What this task involves:
An exact, complete copy of the entries is what is needed.

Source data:
Start of Block

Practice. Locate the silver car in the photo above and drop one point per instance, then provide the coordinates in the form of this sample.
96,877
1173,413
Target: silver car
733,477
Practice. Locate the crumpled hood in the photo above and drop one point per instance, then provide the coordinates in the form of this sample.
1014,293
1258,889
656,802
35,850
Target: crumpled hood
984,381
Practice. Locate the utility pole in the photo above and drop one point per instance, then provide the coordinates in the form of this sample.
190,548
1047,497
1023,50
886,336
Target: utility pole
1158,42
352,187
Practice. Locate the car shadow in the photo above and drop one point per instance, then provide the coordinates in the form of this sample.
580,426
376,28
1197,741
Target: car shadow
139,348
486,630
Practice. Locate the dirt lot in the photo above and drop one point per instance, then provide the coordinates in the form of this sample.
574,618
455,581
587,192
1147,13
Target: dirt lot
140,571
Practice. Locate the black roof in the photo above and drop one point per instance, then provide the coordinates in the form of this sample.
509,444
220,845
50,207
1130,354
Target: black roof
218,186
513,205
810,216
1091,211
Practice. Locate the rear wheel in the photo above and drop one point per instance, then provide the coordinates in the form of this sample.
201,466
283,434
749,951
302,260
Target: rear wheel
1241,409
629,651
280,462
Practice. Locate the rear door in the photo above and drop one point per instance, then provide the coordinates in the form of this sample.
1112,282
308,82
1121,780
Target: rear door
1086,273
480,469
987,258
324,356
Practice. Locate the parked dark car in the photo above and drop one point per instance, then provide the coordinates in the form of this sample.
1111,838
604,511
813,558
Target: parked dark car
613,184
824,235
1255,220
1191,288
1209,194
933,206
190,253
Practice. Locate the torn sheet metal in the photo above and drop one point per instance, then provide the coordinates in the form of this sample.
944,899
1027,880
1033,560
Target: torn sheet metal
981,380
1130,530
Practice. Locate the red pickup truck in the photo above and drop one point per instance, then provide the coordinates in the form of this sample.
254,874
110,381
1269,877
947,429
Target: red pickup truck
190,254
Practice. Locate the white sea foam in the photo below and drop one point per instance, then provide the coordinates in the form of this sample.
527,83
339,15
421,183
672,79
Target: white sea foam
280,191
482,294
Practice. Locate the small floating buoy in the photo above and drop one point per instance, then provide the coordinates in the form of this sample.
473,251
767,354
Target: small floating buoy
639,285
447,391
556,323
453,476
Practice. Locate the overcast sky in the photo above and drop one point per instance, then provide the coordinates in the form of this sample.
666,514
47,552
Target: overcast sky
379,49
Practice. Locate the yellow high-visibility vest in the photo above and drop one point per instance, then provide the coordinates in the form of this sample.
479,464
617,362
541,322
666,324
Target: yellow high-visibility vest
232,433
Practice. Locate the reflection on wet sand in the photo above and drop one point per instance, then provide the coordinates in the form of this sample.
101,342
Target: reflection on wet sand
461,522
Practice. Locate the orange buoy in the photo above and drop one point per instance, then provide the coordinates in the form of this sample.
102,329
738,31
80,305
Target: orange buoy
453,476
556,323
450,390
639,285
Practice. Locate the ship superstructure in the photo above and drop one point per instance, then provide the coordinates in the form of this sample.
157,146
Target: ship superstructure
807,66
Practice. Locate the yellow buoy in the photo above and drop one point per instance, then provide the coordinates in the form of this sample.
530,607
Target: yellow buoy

End of Block

Answer space:
Practice. Locate the silver car in the photo above and drop one point per instance, then provide the coordinates in the form of this sample.
96,877
1173,413
Target: silver car
733,477
Practice. Locate the crumpled hood in the photo above and drop one point per instance, then provide the coordinates in the form of this sample.
1014,293
1258,889
656,802
35,850
Target: crumpled hood
984,381
Practice. Locate the utility pole in the photo above and drop one point per instance, then provide the coordinates in the form of this sample.
190,548
1047,497
1023,50
886,336
Target: utility pole
1158,42
352,187
Practice. Locate the car shadow in the photo above and drop one point per instance, then provide the coordinates in the form of this sample.
580,426
376,28
1197,741
Target: car shadow
139,348
486,630
Practice. Locate the dirt lot in the photo above and drop one point per instance, then provide the coordinates in the form of this sample.
574,618
455,581
587,192
1147,13
Target: dirt lot
140,571
Practice. Locate the black roof in the photo above and drop one point per instance, then provide the coordinates in the form of this sample.
509,444
220,845
50,207
1130,354
Target: black roof
218,186
513,205
810,216
1091,211
Practice. Locate the rear wheel in the photo above and drop one point per instance, then provide the coordinates in the form of this sample.
201,466
283,434
749,951
302,260
Target: rear wheel
1241,409
629,651
280,462
Practice. Locate the rear door in the photo above and drop one point per instance, then provide the coordinates in the form of this sample.
1112,282
308,82
1121,780
Target: rear door
1086,273
480,469
987,258
324,356
Practice. Locate the parked dark car in the photo above and drop one point per instance, then provide the coordinates in the form of this sample.
1111,838
604,511
813,558
Target: parked dark car
613,184
824,235
1255,220
1191,288
1209,194
933,206
190,253
Practice. Locate the torn sheet metal in the photo above and drop one point per instance, then provide the coordinates in the form of this sample.
944,899
1027,880
1033,560
Target: torn sheet metal
981,380
1130,530
Practice. Locate the red pickup truck in the photo above and drop one point per instance, then provide the coordinates in the form of this sample.
254,874
110,381
1269,877
947,429
Target: red pickup truck
190,254
Practice. Locate the white sea foam in the photo below and drop one point per instance, then provide the coordinates in the form of this sample.
527,83
339,15
421,183
672,79
Target: white sea foam
280,191
482,294
Practice. Locate the small floating buoy in the photo above and drop one point per instance, then provide the coordinates in the form of this sample.
473,251
767,354
Target: small floating buoy
639,285
447,391
556,323
453,476
Practice. Locate the overcast sky in the photo above and drop one point per instance, then provide the coordinates in the form of this sample.
666,514
47,552
Target: overcast sky
379,49
Practice. Locate the yellow high-visibility vest in the photo above and drop one point per instance, then provide the coordinates in the form of this sample.
479,464
617,362
541,322
666,324
Target: yellow high-visibility vest
232,433
Practice. Locate the reflection on wet sand in the photo above and drop one point per instance, then provide the coordinates in the form of this sample.
101,342
Target: reflection on wet sand
461,522
Practice. Locate the orange buoy in the photo above and drop one point per instance, then provide the coordinates in the form of this sample.
102,329
738,31
80,305
Target: orange buoy
453,476
556,323
450,390
639,285
Practice. Locate the ship superstructure in the photo above and drop one point per instance, then provide the coordinates in the form of this sample.
157,146
Target: ship superstructure
807,66
Practice. Locate the yellow buoy in the photo above and drop one point per instance, then provide the coordinates in the form of this sample.
530,607
Target: yellow buoy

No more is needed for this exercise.